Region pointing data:
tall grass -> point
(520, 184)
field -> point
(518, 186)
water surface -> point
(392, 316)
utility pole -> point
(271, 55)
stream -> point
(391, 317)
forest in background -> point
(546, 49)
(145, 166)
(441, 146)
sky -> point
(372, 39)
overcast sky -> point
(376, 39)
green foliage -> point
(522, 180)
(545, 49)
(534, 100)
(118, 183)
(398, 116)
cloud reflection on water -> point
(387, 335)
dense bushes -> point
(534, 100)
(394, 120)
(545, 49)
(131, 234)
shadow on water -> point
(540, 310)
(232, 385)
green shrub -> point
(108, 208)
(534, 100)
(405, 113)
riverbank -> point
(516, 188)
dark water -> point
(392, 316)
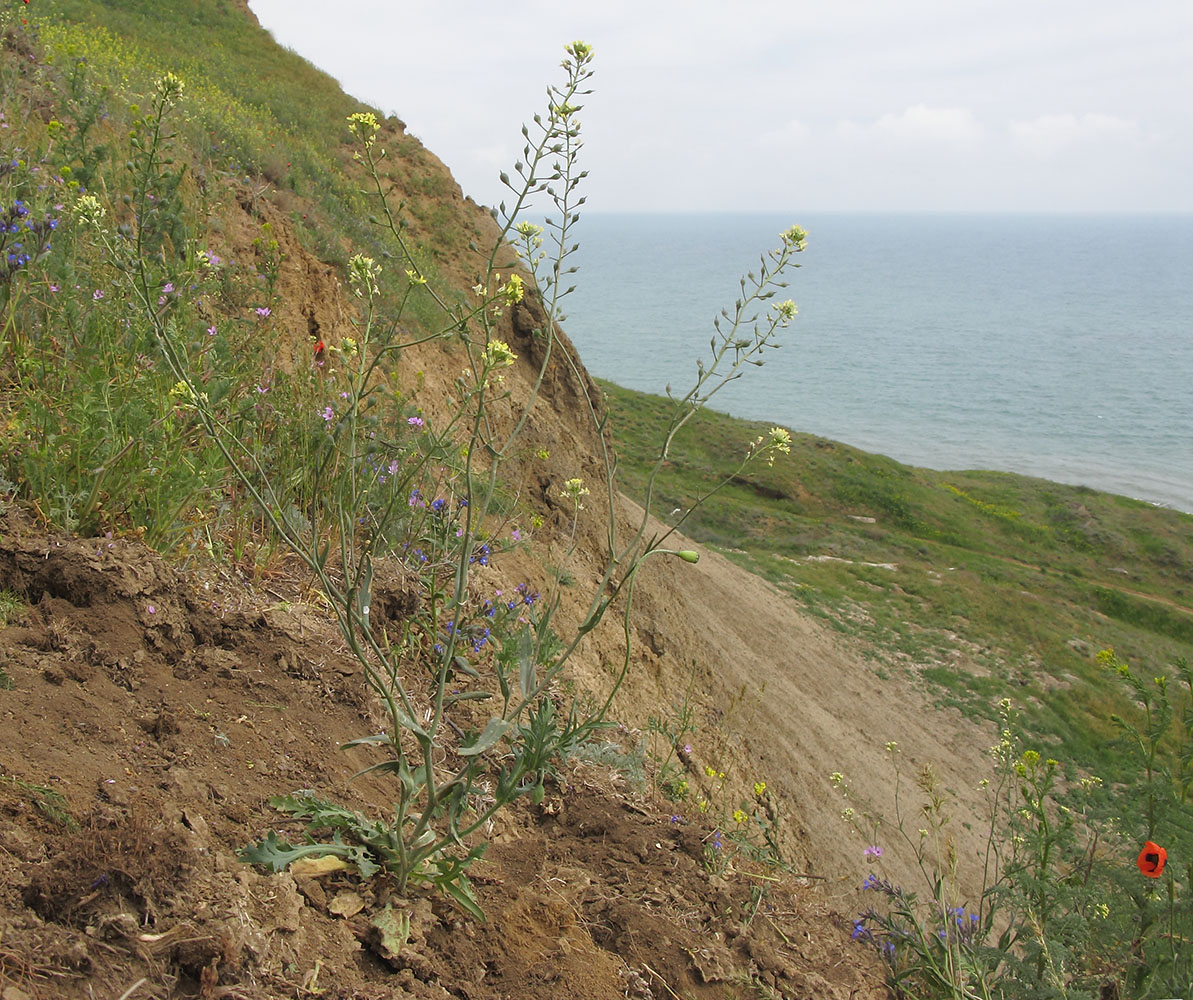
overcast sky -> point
(1069, 105)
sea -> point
(1057, 346)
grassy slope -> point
(1025, 579)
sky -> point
(838, 105)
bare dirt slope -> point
(150, 716)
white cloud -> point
(1052, 135)
(919, 124)
(789, 135)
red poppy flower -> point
(1151, 859)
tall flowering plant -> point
(464, 676)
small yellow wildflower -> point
(573, 489)
(364, 125)
(498, 355)
(513, 289)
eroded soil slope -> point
(149, 717)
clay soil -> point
(148, 715)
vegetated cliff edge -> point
(161, 713)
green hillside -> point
(232, 329)
(986, 584)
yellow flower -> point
(498, 355)
(364, 125)
(513, 289)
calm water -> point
(1057, 346)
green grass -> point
(984, 584)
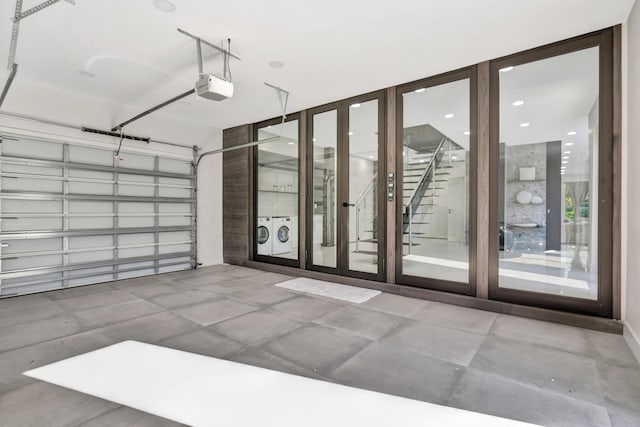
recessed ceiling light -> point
(164, 5)
(86, 74)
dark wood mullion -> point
(342, 186)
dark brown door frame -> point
(603, 305)
(424, 282)
(342, 187)
(254, 196)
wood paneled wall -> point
(235, 195)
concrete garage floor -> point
(512, 367)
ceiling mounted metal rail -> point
(90, 130)
(199, 42)
(283, 98)
(152, 109)
(218, 48)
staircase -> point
(424, 182)
(430, 157)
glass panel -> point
(363, 185)
(277, 186)
(435, 181)
(325, 134)
(548, 175)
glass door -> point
(436, 148)
(346, 230)
(553, 147)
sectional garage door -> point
(74, 215)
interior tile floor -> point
(533, 371)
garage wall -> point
(72, 108)
(631, 159)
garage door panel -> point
(54, 189)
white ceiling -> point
(330, 49)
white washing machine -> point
(283, 235)
(264, 235)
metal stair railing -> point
(420, 189)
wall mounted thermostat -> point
(391, 186)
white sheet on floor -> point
(204, 391)
(329, 289)
(514, 274)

__REQUIREMENT__: Output the lines from the one with "garage wall -> point" to the final line of the entries above, exactly as they stand, please, and nothing else.

__EXERCISE ANSWER__:
garage wall -> point
(72, 108)
(631, 159)
garage door panel -> point
(54, 189)
white ceiling -> point
(330, 49)
white washing machine -> point
(283, 235)
(264, 235)
metal stair railing -> point
(420, 189)
wall mounted thermostat -> point
(391, 186)
white sheet on floor -> point
(204, 391)
(329, 289)
(514, 274)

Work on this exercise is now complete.